Extract to read =
Mount Guiting Guiting: Journey to G2

Mount Guiting Guiting – Photoby Henson Casalem

Pinoy Trails Contributor Jes Aranzaso tells us the story of climbing Mount Guiting Guiting, which is among the most difficult mountains to climb locally in the Philippines.  It’s definitely adding a big check mark on a mountaineers’ bucket list.

Mount Guiting Guiting (G2)

Team G2

Thursday, April 28, 2016. I started the day unusually early because I had to cram preparing and packing my things for the climb. I was too lazy last night as I also arrived home late and extremely tired from work. “Kaya na yan bukas. Konti lang naman din dadalin kong gamit at ayokong magbuhat nang masyado mabigat sa G2,” I told myself. I managed to finish everything by 8am, just one hour before my planned time to leave home for the Jam Liner terminal in Buendia.

I suggested to Henson and Darryl to meet at 11am to have time for lunch near the bus terminal. Henson and I ate unli-rice meals at Mang Inasal, saying to ourselves “You’re gonna need this carbo-load, anyway.” Darryl came full just when we were done eating so we immediately proceeded to the terminal. Ken already advised that he was on his way and already near. When Ken, Denver and Maria finally arrived, we boarded the bus to Batangas Pier at around 1pm, and mostly slept in transit.

To The Pier

After two and a half hours, I woke up realizing we were near the port, as shown by the cargoes stacked around on both sides of the road. We got off the bus after a few minutes and found Jaypee, Mikee, couple Erwin and Marianne just on the other side of the fence. The other group (organized by Sir Migs) who has the same itinerary with ours was also there. They were 13, and we were 10. Good thing we decided not to bring tents anymore, but only hammocks, sleeping bags, and tarp, since the spaces on the campsite would be limited.

Excitement sank in entering the passenger boarding gate. At the same time, my stomach seemed to feel numb; I couldn’t say if it was hunger or what. Henson surmised that it was nervousness, too. Yeah, after all, this would be my first 9/9 climb. Although I have read about the difficulty and hiking-related deaths in the mountain, I was still clueless how to feel. All I knew was that it would never be an easy feat, otherwise everyone would do it. Mount Guiting Guiting would be just like any other crowded mountain near Manila.

“Life, they say, is not meant to be lived in one place”

The longer we waited boarding the RORO, the more I didn’t know how to feel. Thanks to the random chats I had with the group and their stories of how fun and fulfilling it is to reach different summits and plans to return without definite dates, my thoughts were entertained. This early on our journey and it reminded me already I am indeed living and not just existing. Life, they say, is not meant to be lived in one place. To this, I fully subscribe that’s why I take adventures seriously. Work. Ipon. Climb. Kain. Enjoy. Dare. WICKED!

Entries supplied =
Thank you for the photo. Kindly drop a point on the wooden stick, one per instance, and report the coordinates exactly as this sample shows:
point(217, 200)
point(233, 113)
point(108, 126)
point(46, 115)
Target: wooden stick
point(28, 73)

==

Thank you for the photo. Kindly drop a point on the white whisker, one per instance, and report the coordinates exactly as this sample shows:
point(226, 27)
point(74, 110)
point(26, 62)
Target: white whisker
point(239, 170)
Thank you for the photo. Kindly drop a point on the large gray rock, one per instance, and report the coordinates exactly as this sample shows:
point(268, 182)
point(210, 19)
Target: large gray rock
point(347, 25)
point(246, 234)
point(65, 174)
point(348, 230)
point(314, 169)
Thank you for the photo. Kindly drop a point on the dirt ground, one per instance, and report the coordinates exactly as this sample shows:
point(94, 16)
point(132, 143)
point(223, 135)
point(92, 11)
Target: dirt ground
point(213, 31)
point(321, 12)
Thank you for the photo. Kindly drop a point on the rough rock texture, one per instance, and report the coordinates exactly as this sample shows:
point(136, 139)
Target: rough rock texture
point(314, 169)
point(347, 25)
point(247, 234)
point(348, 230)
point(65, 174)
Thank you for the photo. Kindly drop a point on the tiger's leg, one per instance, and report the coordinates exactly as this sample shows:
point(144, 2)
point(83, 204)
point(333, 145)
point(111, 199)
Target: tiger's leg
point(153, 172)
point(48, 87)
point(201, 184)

Written request = In the account of the Mount Guiting Guiting climb above, how many people were in the other group organized by Sir Migs?

The result = 13